• **To do**
Copy the lines word for word. Begin at the line that contains "the kitchen peninsula" and end with the final line of the data.

• **Listed entries**
------------------------

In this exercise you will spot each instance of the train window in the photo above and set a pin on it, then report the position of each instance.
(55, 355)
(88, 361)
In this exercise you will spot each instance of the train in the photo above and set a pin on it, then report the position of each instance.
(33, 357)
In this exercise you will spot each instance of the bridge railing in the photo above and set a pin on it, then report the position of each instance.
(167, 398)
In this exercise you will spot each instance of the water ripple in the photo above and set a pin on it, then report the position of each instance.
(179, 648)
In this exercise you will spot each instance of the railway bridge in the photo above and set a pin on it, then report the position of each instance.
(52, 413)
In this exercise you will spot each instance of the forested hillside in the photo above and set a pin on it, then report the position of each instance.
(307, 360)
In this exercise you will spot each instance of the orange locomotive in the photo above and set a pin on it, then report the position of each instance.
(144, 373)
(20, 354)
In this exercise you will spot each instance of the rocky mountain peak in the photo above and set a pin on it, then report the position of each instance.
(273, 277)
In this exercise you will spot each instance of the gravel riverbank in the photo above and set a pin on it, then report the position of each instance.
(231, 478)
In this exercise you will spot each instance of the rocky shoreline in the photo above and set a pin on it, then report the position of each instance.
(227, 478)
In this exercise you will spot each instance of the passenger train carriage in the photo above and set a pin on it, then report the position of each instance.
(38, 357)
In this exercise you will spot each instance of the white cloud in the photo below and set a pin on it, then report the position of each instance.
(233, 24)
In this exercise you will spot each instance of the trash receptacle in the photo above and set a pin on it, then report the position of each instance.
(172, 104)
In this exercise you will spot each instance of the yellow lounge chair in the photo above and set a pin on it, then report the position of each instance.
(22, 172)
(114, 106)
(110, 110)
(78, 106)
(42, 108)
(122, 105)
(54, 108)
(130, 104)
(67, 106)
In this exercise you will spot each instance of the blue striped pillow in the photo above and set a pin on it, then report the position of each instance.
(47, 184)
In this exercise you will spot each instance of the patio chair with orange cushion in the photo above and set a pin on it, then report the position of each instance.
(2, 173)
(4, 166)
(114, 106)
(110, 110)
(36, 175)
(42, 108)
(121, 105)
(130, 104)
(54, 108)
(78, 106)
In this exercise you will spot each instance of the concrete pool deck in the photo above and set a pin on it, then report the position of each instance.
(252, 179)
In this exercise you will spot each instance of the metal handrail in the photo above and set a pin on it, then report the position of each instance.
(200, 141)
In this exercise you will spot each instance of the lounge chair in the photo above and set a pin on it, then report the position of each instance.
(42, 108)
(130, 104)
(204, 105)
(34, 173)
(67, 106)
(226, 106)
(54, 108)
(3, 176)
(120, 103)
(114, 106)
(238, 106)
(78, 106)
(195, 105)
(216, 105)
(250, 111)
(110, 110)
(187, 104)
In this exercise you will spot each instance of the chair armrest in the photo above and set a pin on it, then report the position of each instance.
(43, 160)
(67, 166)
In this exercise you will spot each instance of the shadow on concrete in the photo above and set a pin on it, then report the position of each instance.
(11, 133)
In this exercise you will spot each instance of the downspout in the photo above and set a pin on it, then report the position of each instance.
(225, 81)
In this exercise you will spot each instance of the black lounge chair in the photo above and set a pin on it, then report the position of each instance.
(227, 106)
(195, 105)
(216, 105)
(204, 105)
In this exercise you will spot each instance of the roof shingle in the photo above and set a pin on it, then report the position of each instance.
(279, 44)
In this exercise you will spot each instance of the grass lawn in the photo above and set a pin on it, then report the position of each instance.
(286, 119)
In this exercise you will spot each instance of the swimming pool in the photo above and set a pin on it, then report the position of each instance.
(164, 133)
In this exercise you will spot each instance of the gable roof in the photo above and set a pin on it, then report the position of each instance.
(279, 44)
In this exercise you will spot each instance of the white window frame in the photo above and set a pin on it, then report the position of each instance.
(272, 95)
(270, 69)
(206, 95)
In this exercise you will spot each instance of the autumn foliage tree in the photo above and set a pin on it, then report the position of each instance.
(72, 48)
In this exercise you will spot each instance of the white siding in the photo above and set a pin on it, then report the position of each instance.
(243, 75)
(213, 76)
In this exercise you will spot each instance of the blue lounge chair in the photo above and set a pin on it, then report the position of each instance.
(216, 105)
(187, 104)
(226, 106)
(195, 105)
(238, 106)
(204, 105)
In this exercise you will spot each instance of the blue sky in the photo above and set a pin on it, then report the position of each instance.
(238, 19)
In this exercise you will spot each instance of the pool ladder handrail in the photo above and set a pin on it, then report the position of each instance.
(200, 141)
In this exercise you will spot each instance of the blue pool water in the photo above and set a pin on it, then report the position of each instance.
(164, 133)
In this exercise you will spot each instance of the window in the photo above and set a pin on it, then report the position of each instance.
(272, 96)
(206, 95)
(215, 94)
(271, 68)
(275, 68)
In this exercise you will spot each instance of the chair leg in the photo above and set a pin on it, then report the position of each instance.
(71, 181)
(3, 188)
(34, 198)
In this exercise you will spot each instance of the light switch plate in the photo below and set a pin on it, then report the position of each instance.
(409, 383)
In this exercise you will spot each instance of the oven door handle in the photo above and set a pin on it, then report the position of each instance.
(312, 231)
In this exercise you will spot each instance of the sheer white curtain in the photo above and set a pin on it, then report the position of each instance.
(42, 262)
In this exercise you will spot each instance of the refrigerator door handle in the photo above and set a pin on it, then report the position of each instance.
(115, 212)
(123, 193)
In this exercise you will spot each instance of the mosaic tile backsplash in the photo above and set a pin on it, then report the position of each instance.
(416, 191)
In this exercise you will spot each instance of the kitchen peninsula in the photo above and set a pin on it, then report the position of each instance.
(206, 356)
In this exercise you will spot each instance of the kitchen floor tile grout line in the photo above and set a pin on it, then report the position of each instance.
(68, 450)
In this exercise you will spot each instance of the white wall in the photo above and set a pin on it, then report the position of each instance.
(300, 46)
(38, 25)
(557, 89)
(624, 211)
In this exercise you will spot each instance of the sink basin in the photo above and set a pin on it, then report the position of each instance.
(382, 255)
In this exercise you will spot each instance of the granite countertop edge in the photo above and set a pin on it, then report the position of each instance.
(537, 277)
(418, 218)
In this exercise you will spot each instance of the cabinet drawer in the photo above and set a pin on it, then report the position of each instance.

------------------------

• **Final answer**
In this exercise you will spot each instance of the kitchen peninsula in the photo above and set a pin on it, then report the position of each instance.
(206, 356)
In this exercise you will spot each instance of the kitchen floor tile grout line in the photo above and set a pin on it, then report the position of each instance.
(68, 450)
In this exercise you will spot each instance of the white wall in the photo above and set a pin on it, then report the position of each instance.
(300, 46)
(38, 25)
(557, 89)
(624, 211)
In this exercise you will spot each instance of the sink basin in the photo above and set a pin on it, then report the position of each instance.
(382, 255)
In this exercise you will spot each instance of the granite countertop edge in the photo above and set a pin on it, then report the position of each instance.
(537, 277)
(418, 218)
In this exercise you will spot each instance of the cabinet drawer in the photo above and set a pin on it, then report the position of each instance.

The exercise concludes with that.